- **BRANO DA LEGGERE**

Dalla vita di Padre Pio traspare con singolare eloquenza un altro insegnamento: l'importanza della preghiera. A chi gli chiedeva un parere sulla sua persona, amava rispondere: "Non sono che un povero frate che prega". Davvero la forza dell'orazione ha animato tutta la vicenda umana dell'umile Frate del Gargano, diventato egli stesso, con il passare del tempo, preghiera vivente. Pregava sempre e ovunque con umiltà, fiducia e perseveranza. La preghiera è l'eredità che ha lasciato alla famiglia dei "gruppi di preghiera", sparsi ormai in tutto il mondo. È importante che essi la mantengano viva, ricordando queste sue significative parole: "La preghiera è la migliore arma che abbiamo, è una chiave che apre il Cuore di Dio". La preghiera è strada sicura che ci introduce in quella vera conoscenza di Dio di cui ci ha parlato il profeta Geremia nella prima lettura; una conoscenza che diventa comunione profonda con il Signore "che agisce con misericordia, con diritto e con giustizia sulla terra" (cfr Ger 9, 23).

Santa Teresa di Lisieux, con una immagine ardita e profonda, ha osservato: "Un saggio ha detto: "Datemi una leva, un punto di appoggio, e io solleverò il mondo". Quello che Archimede non ha potuto ottenere, perché la sua richiesta non si rivolgeva a Dio ed era espressa solo da un punto di vista materiale, i santi l'hanno ottenuto pienamente. L'Onnipotente ha dato loro, come punto d'appoggio, se stesso e sé solo; come leva, la preghiera che infiamma di fuoco d'amore, e così essi hanno sollevato il mondo; così lo sollevano i santi della Chiesa militante; e lo solleveranno ancora i santi futuri, fino alla fine del mondo" (Manoscritto C, 338).

- **OBIETTIVO DEL COMPITO**
Prosegui il brano su Padre Pio e la preghiera, riprendendo subito dopo la citazione di santa Teresa di Lisieux.

- **ESTRATTO DEI DATI**
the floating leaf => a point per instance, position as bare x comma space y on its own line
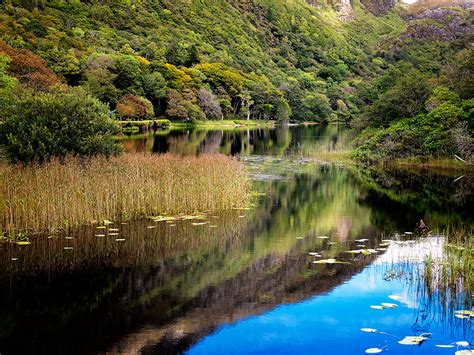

- **SOLUZIONE PROPOSTA**
Da ultimo, non posso non ricordare i tanti gesti compiuti da Padre Pio per venire in aiuto al prossimo e specialmente ai sofferenti. L'opera più nota ed importante è sicuramente la "Casa Sollievo della Sofferenza". Sapeva bene che per recare sollievo all'ammalato non basta la corretta applicazione delle terapie mediche; c'è bisogno anche e prima di tutto di amore, da comunicare con quello stile di attenta dedizione che raccomanda il Signore: "Ero malato e mi avete visitato" (Mt 25, 36), perché chi soffre sperimenti la misericordia divina attraverso l'amorevole cura dei fratelli. Quella "umanizzazione della medicina", di cui oggi tanto si parla, egli l'aveva raccomandata fin dall'inizio a tutti gli operatori sanitari del suo Ospedale.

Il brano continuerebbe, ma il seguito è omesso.